Tasks »
**1)** In the breast cancer workshop text below, which two organizations signed the memorandum of agreement with ICanServe Foundation?
**2)** Please repeat the passage from the breast cancer workshop text below, starting at "Media plays an" and ending at "Innovations & Solutions (APPIS).".
**3)** Decide whether each statement agrees with the breast cancer workshop text below, answering yes or no and quoting the words that settle it. (a) The workshop is meant to help local journalists understand breast cancer more deeply. (b) Kara Magsanoc-Alikpala has always considered cancer reporting worthwhile. (c) The Pharmaceutical and Healthcare Association of the Philippines supports the memorandum of agreement.

Document extract »
========

Media plays an important role in promoting public awareness on good health practices and disease prevention.
Recognizing the key role of media in health literacy promotion, ICanServe Foundation signed a memorandum of agreement (MOA) with Novartis Healthcare Philippines and Philippine Press Institute (PPI) to organize a workshop that aims to help local journalists gain a deeper understanding of breast cancer. The MOA is supported by the Pharmaceutical and Healthcare Association of the Philippines (PHAP) and the Alliance and Partnerships for Patient Innovations & Solutions (APPIS).
“Some journalists think that reporting on cancer can be boring and depressing. Twenty-six years ago, I was one of them, but I have changed my mind since. Any delay in the delivery of health services to cancer patients can mean progression of disease or death. We can’t be timid as journalists. When we skirt around the real issues because we don’t want to offend, we squander the chance to save lives. I urge our local journalists to consider health, especially cancer, headline material. You have a chance to save lives, please use it,” said Kara Magsanoc-Alikpala, founding president of ICanServe Foundation, vice president for Internal Affairs of Cancer Coalition Philippines, and founding member of Philippine Alliance of Patient Organizations (PAPO).

========

Raw data »
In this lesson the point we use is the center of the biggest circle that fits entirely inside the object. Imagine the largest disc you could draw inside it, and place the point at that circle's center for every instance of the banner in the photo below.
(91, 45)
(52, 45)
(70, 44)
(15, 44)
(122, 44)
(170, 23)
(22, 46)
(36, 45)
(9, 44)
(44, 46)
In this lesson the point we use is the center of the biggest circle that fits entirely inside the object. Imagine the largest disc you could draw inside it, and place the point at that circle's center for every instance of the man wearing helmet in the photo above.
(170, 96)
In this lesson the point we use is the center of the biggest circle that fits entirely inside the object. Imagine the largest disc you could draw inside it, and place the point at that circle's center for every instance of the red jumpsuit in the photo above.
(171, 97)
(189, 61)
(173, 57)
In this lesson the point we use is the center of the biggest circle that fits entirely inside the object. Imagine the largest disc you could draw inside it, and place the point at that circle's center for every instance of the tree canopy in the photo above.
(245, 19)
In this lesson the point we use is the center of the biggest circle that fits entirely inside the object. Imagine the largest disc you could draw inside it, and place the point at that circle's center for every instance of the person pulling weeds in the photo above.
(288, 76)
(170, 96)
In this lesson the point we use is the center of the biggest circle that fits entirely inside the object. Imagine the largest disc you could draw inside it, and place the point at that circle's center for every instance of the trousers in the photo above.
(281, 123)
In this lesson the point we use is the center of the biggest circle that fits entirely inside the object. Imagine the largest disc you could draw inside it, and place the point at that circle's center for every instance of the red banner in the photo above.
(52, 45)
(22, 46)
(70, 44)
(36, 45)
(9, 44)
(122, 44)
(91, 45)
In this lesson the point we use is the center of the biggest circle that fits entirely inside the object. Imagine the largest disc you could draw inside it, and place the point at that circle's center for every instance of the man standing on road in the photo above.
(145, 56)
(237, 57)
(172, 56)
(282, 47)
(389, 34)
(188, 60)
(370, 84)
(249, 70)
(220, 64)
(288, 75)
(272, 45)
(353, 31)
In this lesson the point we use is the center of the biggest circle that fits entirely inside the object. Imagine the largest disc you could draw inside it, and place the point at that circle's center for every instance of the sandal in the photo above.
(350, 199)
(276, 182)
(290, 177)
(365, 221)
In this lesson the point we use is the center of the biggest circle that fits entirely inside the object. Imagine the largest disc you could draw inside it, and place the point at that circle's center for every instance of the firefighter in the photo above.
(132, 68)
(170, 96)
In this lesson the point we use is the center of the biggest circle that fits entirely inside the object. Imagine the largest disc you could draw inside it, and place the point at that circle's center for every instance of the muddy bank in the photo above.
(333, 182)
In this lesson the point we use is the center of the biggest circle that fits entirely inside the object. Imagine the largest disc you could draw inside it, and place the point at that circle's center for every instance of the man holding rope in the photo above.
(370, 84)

========

Solved tasks »
**1)** Novartis Healthcare Philippines and the Philippine Press Institute (PPI).

**2)**
Media plays an important role in promoting public awareness on good health practices and disease prevention.
Recognizing the key role of media in health literacy promotion, ICanServe Foundation signed a memorandum of agreement (MOA) with Novartis Healthcare Philippines and Philippine Press Institute (PPI) to organize a workshop that aims to help local journalists gain a deeper understanding of breast cancer. The MOA is supported by the Pharmaceutical and Healthcare Association of the Philippines (PHAP) and the Alliance and Partnerships for Patient Innovations & Solutions (APPIS).

**3)**
(a) Yes: "to organize a workshop that aims to help local journalists gain a deeper understanding of breast cancer"
(b) No: "Twenty-six years ago, I was one of them, but I have changed my mind since."
(c) Yes: "The MOA is supported by the Pharmaceutical and Healthcare Association of the Philippines (PHAP)"